• [Questions]:
#1 Answer these from the text on the Canada Pension Plan:
(a) What plan exists for residents of Quebec?
(b) By how much is the pension reduced if someone starts drawing it at 60 instead of 65?
(c) Around what age does one generally need to live to see real benefits from waiting?
#2 Please copy the stretch of the text on the Canada Pension Plan from "The argument for" through "the long run.".
#3 Render this sentence from the text on the Canada Pension Plan in Spanish: "Most people start drawing it at 65 when they retire."

• [Text segment]:

● ● ●

Inevitably in our conversations with clients, the big question about the Canada Pension Plan comes up.
Should I take CPP early (age 60 when it first becomes available) or later (after 65 or even 70)?
Which decision will be best for me in the long run?
Like all financial questions, it is impossible to issue a blanket position because everyone’s circumstances are unique.
The Canada Pension Plan (CPP) offers a retirement benefit to all Canadians who worked outside of Quebec and the pension is indexed annually. For residents of Quebec, there is the Quebec Pension Plan (QPP).
What makes CPP different from the Old Age Security (OAS) pension that everyone can access, is that the benefits are not coming from a government fund. Instead, they are coming from contributions you made yourself through your working life, along with those of your employer.
You are allowed to start drawing on your CPP at the age of 60, or wait until you are 70. Most people start drawing it at 65 when they retire.
What are the pros and cons of taking it earlier or later?
If you start at 60, you will receive 36 percent less of your pension than if you waited until you are 65. In other words, for each month you take it before age 65, your pension is reduced by .6 percent.
If you wait until you are 70, your pension will be increased by 42 percent in total. In that case, for each month you wait, your pension is increase .7 percent in total.
The argument for taking it early or at least at 65 is based on the fact that while you will receive less money with each cheque, you will receive more cheques overall and it will all balance out in the long run.
The magic number here that people are searching for is how long do you have to live before you see real benefits to waiting to draw your CPP?
The answer is generally somewhere around the age of 78.
So it is all a bit of a gamble, in some ways. If you expect that you will live into your 90s, it is a mistake to take it early. In fact, you should defer it all the way to 70 if you can manage to survive without it.

● ● ●

• [Extracted entries]:

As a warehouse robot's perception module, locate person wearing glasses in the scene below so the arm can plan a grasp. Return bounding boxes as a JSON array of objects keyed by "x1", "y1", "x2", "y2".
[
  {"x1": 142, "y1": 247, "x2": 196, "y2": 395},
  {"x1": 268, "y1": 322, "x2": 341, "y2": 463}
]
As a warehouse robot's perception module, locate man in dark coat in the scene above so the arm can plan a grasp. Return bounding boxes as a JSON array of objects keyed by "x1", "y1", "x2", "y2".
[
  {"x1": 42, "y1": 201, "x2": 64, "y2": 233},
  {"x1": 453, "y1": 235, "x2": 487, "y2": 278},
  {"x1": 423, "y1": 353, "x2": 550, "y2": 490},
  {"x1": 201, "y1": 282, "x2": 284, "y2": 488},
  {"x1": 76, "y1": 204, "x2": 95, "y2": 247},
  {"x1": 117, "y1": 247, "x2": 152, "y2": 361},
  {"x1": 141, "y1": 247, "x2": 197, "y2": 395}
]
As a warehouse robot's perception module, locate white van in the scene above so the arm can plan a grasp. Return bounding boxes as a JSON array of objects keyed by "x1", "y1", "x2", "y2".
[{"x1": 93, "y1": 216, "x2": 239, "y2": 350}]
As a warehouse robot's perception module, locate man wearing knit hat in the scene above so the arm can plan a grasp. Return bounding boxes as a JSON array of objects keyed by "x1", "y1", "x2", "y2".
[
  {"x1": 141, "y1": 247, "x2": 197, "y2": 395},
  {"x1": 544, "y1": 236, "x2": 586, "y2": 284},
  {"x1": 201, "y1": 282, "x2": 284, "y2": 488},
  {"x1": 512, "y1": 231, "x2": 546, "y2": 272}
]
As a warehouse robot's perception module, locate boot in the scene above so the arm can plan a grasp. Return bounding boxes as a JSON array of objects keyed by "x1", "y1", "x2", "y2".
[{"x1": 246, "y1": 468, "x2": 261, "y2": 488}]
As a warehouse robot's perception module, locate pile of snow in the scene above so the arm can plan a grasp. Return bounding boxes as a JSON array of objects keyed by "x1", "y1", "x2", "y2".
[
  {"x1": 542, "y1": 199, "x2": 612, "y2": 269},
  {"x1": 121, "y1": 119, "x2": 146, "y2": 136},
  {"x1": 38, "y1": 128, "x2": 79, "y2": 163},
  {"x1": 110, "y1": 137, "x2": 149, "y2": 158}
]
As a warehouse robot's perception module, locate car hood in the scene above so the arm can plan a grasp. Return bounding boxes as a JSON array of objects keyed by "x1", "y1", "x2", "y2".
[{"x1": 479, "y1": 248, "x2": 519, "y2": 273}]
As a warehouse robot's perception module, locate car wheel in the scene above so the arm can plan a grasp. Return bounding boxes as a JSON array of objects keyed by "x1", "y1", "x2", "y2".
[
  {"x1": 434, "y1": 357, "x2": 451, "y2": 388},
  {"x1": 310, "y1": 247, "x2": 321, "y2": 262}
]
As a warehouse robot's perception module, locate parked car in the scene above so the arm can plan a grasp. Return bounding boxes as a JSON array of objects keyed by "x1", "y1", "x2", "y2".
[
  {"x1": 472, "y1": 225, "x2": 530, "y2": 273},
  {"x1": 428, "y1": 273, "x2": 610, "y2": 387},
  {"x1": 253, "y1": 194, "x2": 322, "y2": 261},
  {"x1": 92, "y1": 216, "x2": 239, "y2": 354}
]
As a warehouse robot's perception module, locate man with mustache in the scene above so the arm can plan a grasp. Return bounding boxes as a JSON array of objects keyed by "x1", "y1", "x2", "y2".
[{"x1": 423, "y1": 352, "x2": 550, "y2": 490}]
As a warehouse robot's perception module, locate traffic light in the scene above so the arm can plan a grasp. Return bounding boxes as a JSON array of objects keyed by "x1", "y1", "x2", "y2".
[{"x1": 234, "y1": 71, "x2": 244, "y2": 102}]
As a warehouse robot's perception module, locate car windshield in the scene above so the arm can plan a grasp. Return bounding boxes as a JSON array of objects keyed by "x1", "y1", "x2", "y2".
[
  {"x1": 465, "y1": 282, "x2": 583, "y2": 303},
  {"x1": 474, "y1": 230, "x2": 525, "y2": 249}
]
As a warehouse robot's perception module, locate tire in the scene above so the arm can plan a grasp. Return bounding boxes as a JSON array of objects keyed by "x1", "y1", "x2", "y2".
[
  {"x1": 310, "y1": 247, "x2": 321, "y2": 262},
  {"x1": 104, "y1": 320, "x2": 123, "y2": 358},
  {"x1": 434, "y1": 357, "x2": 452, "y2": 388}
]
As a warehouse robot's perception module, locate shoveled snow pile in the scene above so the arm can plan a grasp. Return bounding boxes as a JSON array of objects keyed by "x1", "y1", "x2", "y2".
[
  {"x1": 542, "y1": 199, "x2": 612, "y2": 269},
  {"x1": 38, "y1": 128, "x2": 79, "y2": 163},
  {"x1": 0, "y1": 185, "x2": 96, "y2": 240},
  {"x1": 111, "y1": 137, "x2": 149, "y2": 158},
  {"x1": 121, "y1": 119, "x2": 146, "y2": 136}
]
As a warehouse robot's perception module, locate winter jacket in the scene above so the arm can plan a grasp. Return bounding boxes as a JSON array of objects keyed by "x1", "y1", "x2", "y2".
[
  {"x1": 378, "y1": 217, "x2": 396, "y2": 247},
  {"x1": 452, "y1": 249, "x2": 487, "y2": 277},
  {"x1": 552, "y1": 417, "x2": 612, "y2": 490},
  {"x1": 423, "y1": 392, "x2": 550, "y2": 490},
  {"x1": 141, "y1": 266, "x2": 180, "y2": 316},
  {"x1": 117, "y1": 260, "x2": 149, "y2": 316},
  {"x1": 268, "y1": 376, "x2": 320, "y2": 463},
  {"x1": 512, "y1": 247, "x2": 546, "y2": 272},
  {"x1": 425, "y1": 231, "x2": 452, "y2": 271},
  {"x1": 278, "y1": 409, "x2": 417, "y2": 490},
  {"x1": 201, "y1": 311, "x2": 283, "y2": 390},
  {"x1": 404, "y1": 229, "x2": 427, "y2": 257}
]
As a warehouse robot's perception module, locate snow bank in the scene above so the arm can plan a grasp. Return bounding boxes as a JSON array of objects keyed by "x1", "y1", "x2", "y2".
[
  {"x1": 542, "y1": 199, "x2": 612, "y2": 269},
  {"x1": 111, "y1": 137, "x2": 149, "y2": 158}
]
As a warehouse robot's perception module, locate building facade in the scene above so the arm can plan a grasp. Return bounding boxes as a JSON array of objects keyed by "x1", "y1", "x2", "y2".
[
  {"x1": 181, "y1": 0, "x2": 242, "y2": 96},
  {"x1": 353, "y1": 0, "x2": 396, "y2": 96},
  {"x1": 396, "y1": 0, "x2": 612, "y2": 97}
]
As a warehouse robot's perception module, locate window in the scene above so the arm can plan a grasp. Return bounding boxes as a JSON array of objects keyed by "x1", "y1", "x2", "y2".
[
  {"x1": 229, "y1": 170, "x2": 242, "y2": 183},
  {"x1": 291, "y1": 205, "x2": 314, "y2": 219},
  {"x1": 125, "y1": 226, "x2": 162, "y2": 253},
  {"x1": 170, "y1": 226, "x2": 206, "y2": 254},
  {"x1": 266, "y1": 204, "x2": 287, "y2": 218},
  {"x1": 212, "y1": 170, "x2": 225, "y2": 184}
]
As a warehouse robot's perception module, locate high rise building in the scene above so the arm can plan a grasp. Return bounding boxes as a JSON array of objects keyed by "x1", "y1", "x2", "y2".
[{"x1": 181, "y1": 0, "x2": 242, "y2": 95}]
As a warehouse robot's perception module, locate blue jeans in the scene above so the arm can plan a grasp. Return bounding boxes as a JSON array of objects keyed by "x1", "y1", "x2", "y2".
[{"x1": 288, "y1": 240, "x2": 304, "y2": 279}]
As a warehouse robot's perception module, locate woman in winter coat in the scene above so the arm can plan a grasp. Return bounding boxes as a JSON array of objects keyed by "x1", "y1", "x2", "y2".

● ● ●

• [Per-task outputs]:
#1
(a) The Quebec Pension Plan (QPP).
(b) By 36 percent.
(c) Around the age of 78.

#2
The argument for taking it early or at least at 65 is based on the fact that while you will receive less money with each cheque, you will receive more cheques overall and it will all balance out in the long run.

#3 La mayoría de las personas empiezan a cobrarlo a los 65 años, cuando se jubilan.